34th President of El Salvador
- In office 1 July 1977 – 15 October 1979
- Vice President: Julio Ernesto Astacio
- Preceded by: Arturo Armando Molina
- Succeeded by: Adolfo Arnoldo Majano as Chairman of the Revolutionary Government Junta

37th Minister of Defense and Public Security of El Salvador
- In office 1 July 1972 – 1 July 1977
- President: Arturo Armando Molina
- Preceded by: Fidel Torres
- Succeeded by: Federico Castillo Yanes

Personal details
- Born: Carlos Humberto Romero Mena 29 February 1924 Chalatenango, El Salvador
- Died: 27 February 2017 (aged 92) San Salvador, El Salvador
- Party: National Conciliation Party
- Spouse: Gloria Guerrero de Romero
- Children: 4
- Alma mater: Captain General Gerardo Barrios Military School School of the Americas
- Occupation: Military officer, politician, military attaché

Military service
- Allegiance: El Salvador
- Branch/service: Salvadoran Army
- Years of service: ?–1979
- Rank: General
- Battles/wars: 1972 Salvadoran coup attempt; 1979 Salvadoran coup d'état;

= Carlos Humberto Romero =

President of El Salvador from 1977 to 1979

Carlos Humberto Romero Mena (29 February 1924 – 27 February 2017) was a Salvadoran general and politician who served as the 34th President of El Salvador from 1 July 1977 until his overthrow on 15 October 1979. Romero was the final president of the El Salvador's military dictatorship that had ruled since 1931.

* **Source data**
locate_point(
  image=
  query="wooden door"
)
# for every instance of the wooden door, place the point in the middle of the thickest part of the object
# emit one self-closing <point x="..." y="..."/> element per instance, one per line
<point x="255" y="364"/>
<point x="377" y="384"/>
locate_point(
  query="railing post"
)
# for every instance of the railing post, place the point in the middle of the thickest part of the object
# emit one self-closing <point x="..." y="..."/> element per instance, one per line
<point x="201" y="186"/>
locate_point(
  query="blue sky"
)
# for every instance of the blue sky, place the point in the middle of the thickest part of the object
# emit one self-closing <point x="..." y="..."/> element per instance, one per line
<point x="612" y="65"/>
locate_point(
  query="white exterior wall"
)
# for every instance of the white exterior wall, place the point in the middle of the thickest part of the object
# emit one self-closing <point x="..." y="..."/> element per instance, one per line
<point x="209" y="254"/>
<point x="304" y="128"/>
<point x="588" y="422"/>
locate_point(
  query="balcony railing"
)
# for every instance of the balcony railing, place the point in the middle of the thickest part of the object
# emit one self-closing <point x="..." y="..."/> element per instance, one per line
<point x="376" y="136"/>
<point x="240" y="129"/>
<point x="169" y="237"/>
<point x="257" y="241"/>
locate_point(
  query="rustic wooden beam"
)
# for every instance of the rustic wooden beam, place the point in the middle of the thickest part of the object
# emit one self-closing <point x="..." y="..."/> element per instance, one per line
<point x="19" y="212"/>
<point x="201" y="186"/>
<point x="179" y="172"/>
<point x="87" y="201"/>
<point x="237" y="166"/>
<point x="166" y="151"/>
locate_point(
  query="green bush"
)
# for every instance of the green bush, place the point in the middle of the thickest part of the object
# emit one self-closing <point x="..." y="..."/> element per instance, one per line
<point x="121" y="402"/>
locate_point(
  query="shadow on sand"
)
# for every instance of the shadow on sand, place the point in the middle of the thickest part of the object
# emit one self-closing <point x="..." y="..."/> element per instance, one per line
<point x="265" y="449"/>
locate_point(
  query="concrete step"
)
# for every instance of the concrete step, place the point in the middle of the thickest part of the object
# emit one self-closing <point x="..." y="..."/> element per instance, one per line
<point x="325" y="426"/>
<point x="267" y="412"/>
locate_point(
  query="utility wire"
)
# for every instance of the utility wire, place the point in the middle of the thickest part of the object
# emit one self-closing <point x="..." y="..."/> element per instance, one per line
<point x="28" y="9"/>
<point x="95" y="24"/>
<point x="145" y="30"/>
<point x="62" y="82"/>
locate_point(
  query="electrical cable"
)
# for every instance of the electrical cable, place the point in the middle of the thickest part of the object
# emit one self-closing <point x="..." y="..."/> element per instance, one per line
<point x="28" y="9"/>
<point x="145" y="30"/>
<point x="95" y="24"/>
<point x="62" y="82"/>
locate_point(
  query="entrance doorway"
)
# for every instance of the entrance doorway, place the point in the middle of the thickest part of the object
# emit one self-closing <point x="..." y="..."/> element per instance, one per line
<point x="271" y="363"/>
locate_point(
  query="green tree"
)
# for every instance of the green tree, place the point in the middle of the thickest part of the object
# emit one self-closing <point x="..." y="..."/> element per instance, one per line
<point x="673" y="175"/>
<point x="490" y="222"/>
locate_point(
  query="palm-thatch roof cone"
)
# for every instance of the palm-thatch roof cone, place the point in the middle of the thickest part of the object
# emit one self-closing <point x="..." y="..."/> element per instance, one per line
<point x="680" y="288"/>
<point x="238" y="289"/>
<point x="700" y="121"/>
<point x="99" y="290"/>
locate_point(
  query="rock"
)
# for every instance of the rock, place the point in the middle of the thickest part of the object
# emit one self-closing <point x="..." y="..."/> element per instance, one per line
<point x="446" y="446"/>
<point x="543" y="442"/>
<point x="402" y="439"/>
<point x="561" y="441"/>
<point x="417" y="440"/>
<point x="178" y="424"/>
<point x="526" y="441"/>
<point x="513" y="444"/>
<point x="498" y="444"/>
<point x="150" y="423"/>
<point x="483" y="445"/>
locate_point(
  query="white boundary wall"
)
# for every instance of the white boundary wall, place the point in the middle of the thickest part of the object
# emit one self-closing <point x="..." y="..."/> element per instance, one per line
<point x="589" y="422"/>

* **Brief 1**
Answer from the text on Carlos Humberto Romero:
(a) Who was his vice president?
(b) In what place was he born?
(c) Since what year had the military dictatorship he last led been in power?
* **Brief 2**
Extend the Carlos Humberto Romero biography with new text after its final sentence.
The rows are taken from a separate source and are unrelated to the Carlos Humberto Romero text.

* **Your response 1**
(a) Julio Ernesto Astacio
(b) Chalatenango, El Salvador
(c) 1931

* **Your response 2**
== Early life ==

Carlos Humberto Romero Mena was born on 29 February 1924 in Chalatenango, El Salvador. His parents were José María Romero (who died prior to Romero's birth) and Victoria Mena de Romero.

== Military career ==

Romero studied at the Captain General Gerardo Barrios Military School and the Command and General Staff School. Romero also traveled to Mexico City to specialize in horse riding. From January to March 1962, Romero attended the School of the Americas in the Panama Canal Zone to study counter-insurgency tactics. During the 1960s, Romero worked as an intelligence officer. Romero did not fight on the frontlines of the 1969 Football War against Honduras.

During his military service, Romero held various command positions over the Cavalry Group and the First Infantry Regiment. He also served as the assistant to the military attaché to the Salvadoran embassy to Mexico, the director of the Weapons and Services School, the head of Personnel of the General Staff of the Armed Forces, the chief of staff of the Armed Forces General Command. Romero attended the inaugurations of Mexican president Gustavo Díaz Ordaz in 1964 and Colombian president Misael Pastrana Borrero in 1970 as a delegate of the Salvadoran government. He also served as a delegate to the 7th Conference of American Armies in 1966 and the 6th Conference of American Intelligence Officers in 1967. In 1973, Romero served as the president of the Central American Defense Council.

== Early political career ==

Romero was a member of the National Conciliation Party (PCN).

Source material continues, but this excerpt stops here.